▶ Task to complete:
Would you output the whole listing below, exactly as it reads?

▶ Data shown:
- - - - - - -

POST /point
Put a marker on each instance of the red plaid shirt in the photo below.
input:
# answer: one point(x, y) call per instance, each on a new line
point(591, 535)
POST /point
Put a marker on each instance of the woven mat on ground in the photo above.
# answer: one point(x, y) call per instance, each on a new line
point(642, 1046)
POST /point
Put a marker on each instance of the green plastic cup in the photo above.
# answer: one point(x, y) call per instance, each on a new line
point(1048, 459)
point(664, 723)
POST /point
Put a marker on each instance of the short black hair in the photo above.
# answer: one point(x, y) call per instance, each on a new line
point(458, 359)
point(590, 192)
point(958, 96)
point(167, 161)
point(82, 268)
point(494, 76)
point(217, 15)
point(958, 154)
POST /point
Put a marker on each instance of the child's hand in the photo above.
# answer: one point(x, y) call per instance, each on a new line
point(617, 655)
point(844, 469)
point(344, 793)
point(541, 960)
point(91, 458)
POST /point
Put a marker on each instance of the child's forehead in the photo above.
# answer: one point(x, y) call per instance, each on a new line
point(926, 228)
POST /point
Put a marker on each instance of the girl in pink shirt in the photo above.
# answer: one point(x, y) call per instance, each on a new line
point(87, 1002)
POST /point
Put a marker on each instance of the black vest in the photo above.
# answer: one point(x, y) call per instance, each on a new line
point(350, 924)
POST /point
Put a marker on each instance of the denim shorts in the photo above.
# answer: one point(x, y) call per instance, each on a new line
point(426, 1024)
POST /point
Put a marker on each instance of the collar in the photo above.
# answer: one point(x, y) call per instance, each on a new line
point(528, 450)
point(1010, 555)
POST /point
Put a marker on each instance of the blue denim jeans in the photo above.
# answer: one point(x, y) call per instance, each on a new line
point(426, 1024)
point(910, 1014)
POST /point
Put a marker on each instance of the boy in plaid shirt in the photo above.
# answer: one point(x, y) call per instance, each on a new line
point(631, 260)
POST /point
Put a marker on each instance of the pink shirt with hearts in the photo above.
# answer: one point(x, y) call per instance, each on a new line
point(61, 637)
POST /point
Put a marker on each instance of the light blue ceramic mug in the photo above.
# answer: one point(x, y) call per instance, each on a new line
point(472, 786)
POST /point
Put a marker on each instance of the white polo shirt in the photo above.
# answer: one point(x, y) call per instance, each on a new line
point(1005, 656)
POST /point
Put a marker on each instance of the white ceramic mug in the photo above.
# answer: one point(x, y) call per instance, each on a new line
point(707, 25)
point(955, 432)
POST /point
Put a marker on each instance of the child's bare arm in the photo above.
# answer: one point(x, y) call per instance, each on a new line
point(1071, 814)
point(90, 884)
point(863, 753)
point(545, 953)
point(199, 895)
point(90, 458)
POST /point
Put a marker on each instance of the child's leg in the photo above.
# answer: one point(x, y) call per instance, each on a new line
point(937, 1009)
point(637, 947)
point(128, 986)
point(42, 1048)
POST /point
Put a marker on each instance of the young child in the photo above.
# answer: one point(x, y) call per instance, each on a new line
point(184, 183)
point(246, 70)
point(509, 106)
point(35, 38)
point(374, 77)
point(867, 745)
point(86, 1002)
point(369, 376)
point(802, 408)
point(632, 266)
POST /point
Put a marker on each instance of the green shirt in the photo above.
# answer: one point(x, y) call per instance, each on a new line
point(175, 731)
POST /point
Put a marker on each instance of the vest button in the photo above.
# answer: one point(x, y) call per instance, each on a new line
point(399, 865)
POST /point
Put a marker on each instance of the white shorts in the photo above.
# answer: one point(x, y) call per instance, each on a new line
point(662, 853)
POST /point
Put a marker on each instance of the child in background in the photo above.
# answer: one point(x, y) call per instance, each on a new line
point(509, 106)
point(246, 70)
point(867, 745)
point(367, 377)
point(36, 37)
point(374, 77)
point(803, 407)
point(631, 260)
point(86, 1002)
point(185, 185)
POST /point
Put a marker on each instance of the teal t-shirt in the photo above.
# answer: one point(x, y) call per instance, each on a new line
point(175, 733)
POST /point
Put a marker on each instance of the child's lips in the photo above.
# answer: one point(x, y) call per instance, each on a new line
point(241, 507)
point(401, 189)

- - - - - - -

▶ Finished task:
POST /point
Put a marker on each instance of the red plaid shirt in the photo below.
input:
# answer: one point(x, y) call per instance, each on a new line
point(591, 535)
POST /point
Put a marker on each instance of the woven mat on ground in the photo above.
# answer: one point(x, y) call per instance, each on a new line
point(642, 1046)
POST /point
Put a marker on each instance of the green plastic cup in the photo above.
# answer: one point(x, y) call per instance, each on a new line
point(1048, 459)
point(664, 723)
POST /point
Put a marker on each instance of the short black hair in the photo above.
# answer: one point(x, y) call per instance, each on a new line
point(458, 359)
point(590, 192)
point(958, 96)
point(167, 161)
point(82, 268)
point(494, 76)
point(217, 15)
point(958, 154)
POST /point
Put a marker on each instance of the child's hand in the photo above.
# answer: one point(x, y) call per instance, each on a new line
point(617, 655)
point(844, 469)
point(344, 793)
point(541, 960)
point(91, 458)
POST /point
Put a marker on each instance of the child's forehead in the photo above.
# answer: one point(x, y) call per instance, each on a new line
point(926, 228)
POST /point
Put a marker on each instance of the girl in pink shirt in the photo above.
# answer: one point(x, y) call per instance, each on a new line
point(87, 1002)
POST /point
Put a marker on each instance of the black vest in the photo above.
# answer: one point(x, y) call per instance, each on a new line
point(350, 924)
POST /point
Put a marker on each instance of the denim shorts in the photo above.
# answer: one point(x, y) call per instance, each on a new line
point(426, 1024)
POST /point
Put a marker on each instance of the collar in the photo above.
# answer: one point(x, y) call per instance, each on a new line
point(528, 450)
point(1010, 555)
POST /point
Put a marker on each instance of the blue denim jeans in the photo above.
# answer: one point(x, y) call per instance, each on a new line
point(426, 1024)
point(910, 1014)
POST /point
Put a marker on each instance of the boy in plaid shirt in the photo above.
# answer: one point(x, y) call per instance, each on a new line
point(631, 260)
POST /point
Put a marker on each instance of the pink shirt with hearts in the photo above.
# answer: one point(x, y) call per instance, each on a new line
point(61, 637)
POST /point
Put a marker on each instance of the light blue ceramic mug in the photo above.
# answer: one point(x, y) call per instance, each on a new line
point(472, 786)
POST /point
Put a marker on each instance of the white polo shirt in the photo above.
# answer: one point(x, y) call per instance, each on a new line
point(1005, 656)
POST /point
Put a marker on each instance of the white ceramic mug in the photo above.
# answer: one point(x, y) call per instance, each on a new line
point(707, 25)
point(955, 432)
POST /point
Put a marker on each instance of the child's bare arm in the photo above.
# answer: one point(x, y) call per instance, each on a new line
point(1071, 814)
point(90, 884)
point(863, 753)
point(545, 953)
point(199, 895)
point(90, 458)
POST /point
Put a marker on each instance of the child's leg in the photo above.
# answer: one point(x, y) call per instance, each on a new line
point(937, 1009)
point(637, 947)
point(128, 986)
point(42, 1048)
POST /point
Put a marker on each instance of the young child in the photo above.
# answer: one point(x, y) call per instance, each on a new line
point(184, 183)
point(246, 70)
point(509, 106)
point(35, 38)
point(374, 77)
point(867, 745)
point(86, 1002)
point(369, 376)
point(802, 408)
point(632, 266)
POST /point
Put a marker on each instance of the green shirt in the photo above.
# answer: one point(x, y) call per instance, each on a new line
point(175, 731)
POST /point
Put a marker on each instance of the vest button in the photo above.
# answer: one point(x, y) call per instance, each on a new line
point(399, 865)
POST /point
Put a marker on each instance of the white shorts in the photo above.
# answer: one point(x, y) call per instance, each on a new line
point(662, 853)
POST /point
Put a marker on each instance of the child in background in the photo above.
# answer: one point(x, y) call per instance, each on a new line
point(509, 106)
point(246, 70)
point(867, 745)
point(367, 377)
point(36, 37)
point(374, 77)
point(803, 407)
point(631, 260)
point(86, 1002)
point(185, 185)
POST /point
Put a marker on each instance of the teal t-shirt in the photo above.
# answer: one point(x, y) call per instance, each on a new line
point(175, 733)
POST /point
Put a marker on each instance of the child's lips in the photo above.
# answer: one point(x, y) call per instance, each on a new line
point(241, 507)
point(401, 189)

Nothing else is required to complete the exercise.